* **Text block**

[Cod-bugs] I found some errors in CIFs
Saulius Gražulis
grazulis at ibt.lt
Wed Sep 14 10:51:29 EEST 2022
Dear Matthew!
Thank you for reporting errors in the COD database, and sorry for not
responding immediately. It too us some time to look into the issues.
The problems are indeed serious, and I'll address on how to deal with
them in the letter below:
On 2022-08-13 12:55, Matthew Rowles wrote:
> Hi COD people
>
> I was playing around with some ideas this week, and when parsing all
> the CIFs, I got the following errors from my program. They will all
> relate to errors in how the values of atom coordinates, atomic
> displacement parameters, or cell parameters are given.
> I've looked at most of them, and they're fairly obvious in their
> error. In all cases, this is just the first parsing error encountered;
> in most files there are more than one.
>
> What is the best way to go about fixing them?
>
The problems that you list should be fixed whenever possible. Actually,
there is an ongoing effort to use CIF validator to find problems of the
similar kind and many others; CIF validator [1] is run on the whole COD
database, and issues are recorded in separate DB tables [2]. The problem
is that there is over 11 mln. (!) validation messages; we are still in
the process of triaging them and setting up the data curation queue.
In this context your feedback is extremely helpful, since you tell us
what is important for you as the COD user, and we can now set these
issues to the high priority!
Fixing COD records.
----------------------------
When fixing COD records in the process of data curation, we stick to one
main principle: "do not invent data". This basically means that we (as a
community ;) should only change the COD data record if there is positive
evidence that the author(s) of the structure indeed meant what we are
inserting into the COD CIF. So, for instance, we would only change value
'.07.9' in the COD 2010104 entry to '0.079' if the original paper text
mentions somewhere in the text, of there are derived data (say bond
lengths) that can only be correct if the number in question is '0.079'.

* **Given data**
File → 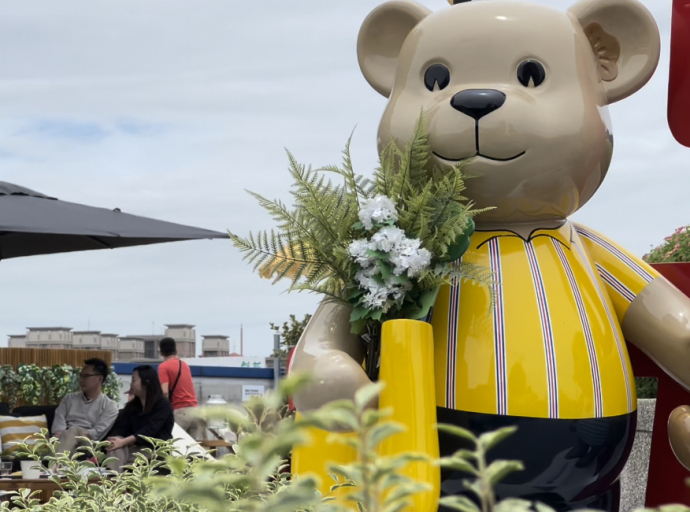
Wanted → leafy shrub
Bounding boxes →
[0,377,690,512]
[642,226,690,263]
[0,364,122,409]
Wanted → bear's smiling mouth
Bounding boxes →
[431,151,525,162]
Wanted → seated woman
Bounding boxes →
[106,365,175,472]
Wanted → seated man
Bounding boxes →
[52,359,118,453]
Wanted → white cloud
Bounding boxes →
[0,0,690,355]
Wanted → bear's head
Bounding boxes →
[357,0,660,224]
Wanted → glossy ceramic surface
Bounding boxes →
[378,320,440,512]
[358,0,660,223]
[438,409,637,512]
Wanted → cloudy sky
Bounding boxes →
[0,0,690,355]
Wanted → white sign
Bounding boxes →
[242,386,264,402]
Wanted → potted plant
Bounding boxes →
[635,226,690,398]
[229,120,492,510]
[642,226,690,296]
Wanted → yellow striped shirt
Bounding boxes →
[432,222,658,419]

* **Given task**
Retype the passage from the COD mailing-list reply starting at "Fixing COD records." and ending at "question is '0.079'.". The data has no part in this.

* **Solution for this exercise**
Fixing COD records.
----------------------------
When fixing COD records in the process of data curation, we stick to one
main principle: "do not invent data". This basically means that we (as a
community ;) should only change the COD data record if there is positive
evidence that the author(s) of the structure indeed meant what we are
inserting into the COD CIF. So, for instance, we would only change value
'.07.9' in the COD 2010104 entry to '0.079' if the original paper text
mentions somewhere in the text, of there are derived data (say bond
lengths) that can only be correct if the number in question is '0.079'.